EXERCISE GOAL => Copy exactly the lines from the one containing "the climbing shoe" through the last line of the records below, including both, and leave out any pictures.
━━━━━ EXERCISE INPUTS
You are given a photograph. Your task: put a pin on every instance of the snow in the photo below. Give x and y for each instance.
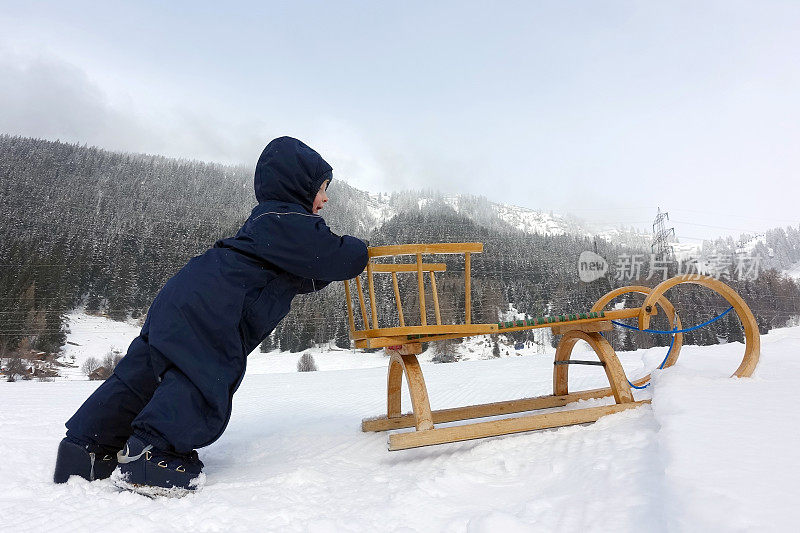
(93, 336)
(712, 453)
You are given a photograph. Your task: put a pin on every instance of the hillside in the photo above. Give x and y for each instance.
(82, 227)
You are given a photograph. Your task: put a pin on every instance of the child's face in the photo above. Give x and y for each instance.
(321, 198)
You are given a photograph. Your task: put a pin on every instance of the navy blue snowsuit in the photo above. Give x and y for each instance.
(175, 385)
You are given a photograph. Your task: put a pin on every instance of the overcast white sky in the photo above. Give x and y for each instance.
(603, 109)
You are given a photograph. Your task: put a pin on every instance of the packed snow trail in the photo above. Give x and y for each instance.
(711, 453)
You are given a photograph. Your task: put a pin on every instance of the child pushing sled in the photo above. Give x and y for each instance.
(172, 391)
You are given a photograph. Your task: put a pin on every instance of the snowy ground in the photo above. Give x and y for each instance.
(711, 454)
(96, 336)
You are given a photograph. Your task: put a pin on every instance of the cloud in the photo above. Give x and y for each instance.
(46, 97)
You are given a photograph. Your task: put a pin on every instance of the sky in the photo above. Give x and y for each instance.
(606, 110)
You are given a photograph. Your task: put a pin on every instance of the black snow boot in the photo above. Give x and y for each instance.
(153, 472)
(86, 460)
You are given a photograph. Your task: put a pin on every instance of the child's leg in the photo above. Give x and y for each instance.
(179, 417)
(105, 417)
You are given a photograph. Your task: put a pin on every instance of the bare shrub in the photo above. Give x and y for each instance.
(90, 365)
(16, 367)
(306, 363)
(111, 359)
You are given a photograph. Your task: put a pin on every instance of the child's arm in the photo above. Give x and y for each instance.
(305, 246)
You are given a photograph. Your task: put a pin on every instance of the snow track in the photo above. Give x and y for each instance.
(711, 454)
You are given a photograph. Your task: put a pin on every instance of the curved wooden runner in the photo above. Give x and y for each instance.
(752, 347)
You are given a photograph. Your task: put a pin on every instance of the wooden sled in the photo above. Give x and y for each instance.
(403, 342)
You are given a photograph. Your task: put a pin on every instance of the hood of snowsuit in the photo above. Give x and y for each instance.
(290, 171)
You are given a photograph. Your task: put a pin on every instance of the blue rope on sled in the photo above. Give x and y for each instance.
(672, 342)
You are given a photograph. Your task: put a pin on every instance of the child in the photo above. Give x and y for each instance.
(172, 392)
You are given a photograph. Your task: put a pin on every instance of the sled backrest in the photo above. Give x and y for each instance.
(394, 268)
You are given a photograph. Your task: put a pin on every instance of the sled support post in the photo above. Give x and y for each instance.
(372, 304)
(350, 319)
(467, 290)
(435, 299)
(397, 299)
(361, 302)
(421, 284)
(403, 360)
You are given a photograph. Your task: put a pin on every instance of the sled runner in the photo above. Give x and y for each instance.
(403, 342)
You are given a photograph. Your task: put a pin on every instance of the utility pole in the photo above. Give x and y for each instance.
(661, 237)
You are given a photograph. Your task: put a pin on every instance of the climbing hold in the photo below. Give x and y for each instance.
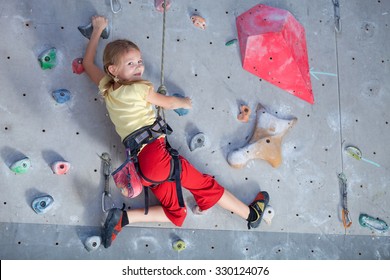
(60, 167)
(61, 95)
(48, 59)
(231, 42)
(87, 31)
(77, 65)
(265, 142)
(116, 6)
(159, 5)
(197, 141)
(273, 47)
(180, 111)
(357, 154)
(199, 22)
(268, 215)
(92, 243)
(21, 166)
(179, 245)
(42, 204)
(244, 114)
(373, 223)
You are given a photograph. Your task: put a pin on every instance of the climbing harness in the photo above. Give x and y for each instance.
(347, 221)
(116, 6)
(146, 135)
(107, 201)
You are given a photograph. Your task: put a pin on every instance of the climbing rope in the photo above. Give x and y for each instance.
(347, 221)
(162, 89)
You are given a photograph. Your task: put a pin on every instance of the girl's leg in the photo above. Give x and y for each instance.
(229, 202)
(155, 214)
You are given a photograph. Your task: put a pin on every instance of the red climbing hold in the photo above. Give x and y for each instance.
(77, 65)
(159, 5)
(273, 47)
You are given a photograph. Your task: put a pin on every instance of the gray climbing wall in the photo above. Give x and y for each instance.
(349, 109)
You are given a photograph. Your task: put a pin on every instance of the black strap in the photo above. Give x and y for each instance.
(177, 172)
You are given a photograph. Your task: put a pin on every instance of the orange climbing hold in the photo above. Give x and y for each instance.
(77, 65)
(273, 47)
(199, 22)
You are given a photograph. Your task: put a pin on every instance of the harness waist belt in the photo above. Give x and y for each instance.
(145, 135)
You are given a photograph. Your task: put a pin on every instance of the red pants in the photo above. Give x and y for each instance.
(155, 164)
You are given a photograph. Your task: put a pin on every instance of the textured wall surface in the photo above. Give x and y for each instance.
(350, 90)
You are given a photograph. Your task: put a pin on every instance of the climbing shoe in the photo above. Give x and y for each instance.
(257, 209)
(112, 226)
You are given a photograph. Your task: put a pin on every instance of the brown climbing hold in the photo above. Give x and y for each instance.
(265, 142)
(199, 22)
(244, 114)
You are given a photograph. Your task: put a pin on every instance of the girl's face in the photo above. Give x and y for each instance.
(130, 67)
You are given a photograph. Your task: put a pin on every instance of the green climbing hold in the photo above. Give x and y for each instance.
(373, 223)
(179, 245)
(21, 166)
(48, 59)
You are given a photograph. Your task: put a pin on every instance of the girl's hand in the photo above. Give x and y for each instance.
(99, 23)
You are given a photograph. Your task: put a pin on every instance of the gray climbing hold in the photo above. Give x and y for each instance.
(61, 95)
(87, 31)
(92, 243)
(42, 204)
(21, 166)
(180, 111)
(197, 141)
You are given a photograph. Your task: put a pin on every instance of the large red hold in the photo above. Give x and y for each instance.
(273, 47)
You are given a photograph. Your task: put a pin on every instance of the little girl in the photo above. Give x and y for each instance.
(129, 100)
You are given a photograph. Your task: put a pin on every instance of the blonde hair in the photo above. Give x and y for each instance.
(111, 56)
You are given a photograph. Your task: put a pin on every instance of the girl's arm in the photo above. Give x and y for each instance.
(168, 102)
(93, 71)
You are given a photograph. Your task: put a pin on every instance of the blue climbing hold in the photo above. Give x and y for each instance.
(42, 204)
(180, 111)
(373, 223)
(61, 95)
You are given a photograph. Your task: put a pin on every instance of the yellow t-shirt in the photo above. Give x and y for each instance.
(128, 108)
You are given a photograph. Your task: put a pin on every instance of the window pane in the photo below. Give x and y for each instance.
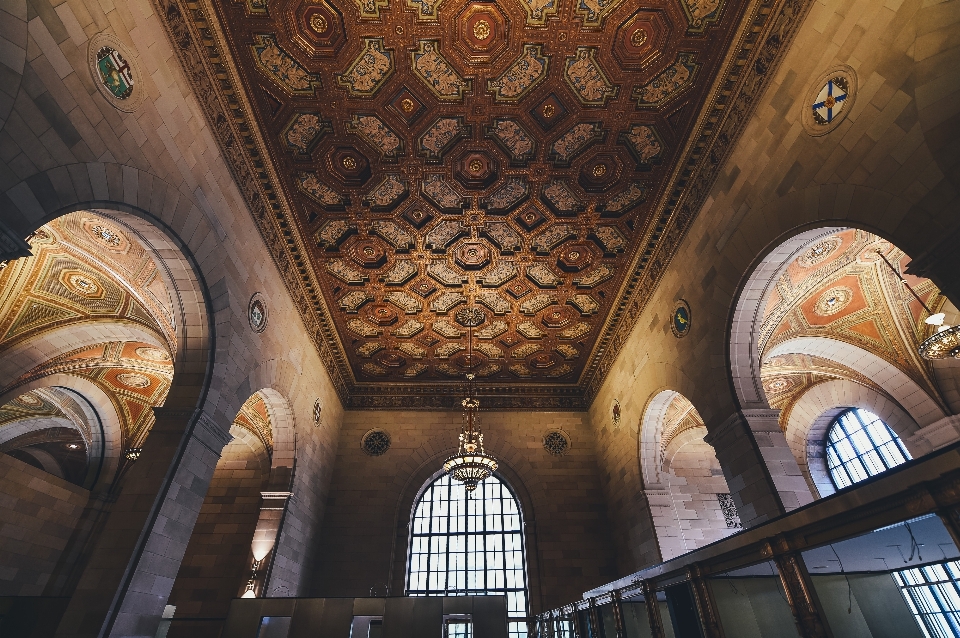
━━━━━━━━━━
ANSWER TO THIS EXERCISE =>
You are given a photograph. Your task: put a pin on every instance of the climbing shoe in the photo above. Give x and y for each instance.
(257, 209)
(112, 226)
You are given a photograph. Your task: put a pin on every instance of the brown climbing hold in the photo above. Give x and y for each instance.
(265, 142)
(199, 22)
(244, 114)
You are given a photograph. Your task: put a pin on every instance of the girl's face in the photo above. Give x and y for each instance.
(130, 67)
You are given a photograph. Your task: put a pin on every instance of the green climbing hold in the photo above. Give x and y for each instance.
(373, 223)
(179, 245)
(21, 166)
(48, 59)
You are given a photograph. Your task: put a pin on every instance of the girl's hand in the photo above. Give x and y for each instance.
(99, 23)
You are given a photograph. Your task: put a pin on every instance of the gray climbing hold in the photo above. Give x and y for each instance.
(61, 95)
(87, 31)
(92, 243)
(42, 204)
(21, 166)
(180, 111)
(197, 141)
You are given a photograph. Your task: put a pin on every instance of the large red hold in the photo above. Give x and y for each instance.
(273, 47)
You are given a photograph. Your task: put a pin on every instance of the little girl in the photo above. Give x and y for each instance.
(129, 100)
You are given a photograph. Your task: put a pin on every instance of the blonde hair in the photo above. Give x and y for each instance.
(111, 56)
You are given a photograph. Your task: put a pin on every instance of the girl's arm in the photo above. Give x and y for each instance.
(168, 102)
(93, 71)
You are given a photograph. Your task: put a pin on every instance of the blue climbing hold in the photo above. Give x and y for each instance.
(42, 204)
(180, 111)
(373, 223)
(61, 95)
You are given a photograph. Your task: put a pin on every instance of the yellow t-shirt in the photo above. Give x and y for each instance.
(128, 108)
You are given a photograph. Your task: put a pin on every instance of the window pane in the photo below. Give x and y for each instance.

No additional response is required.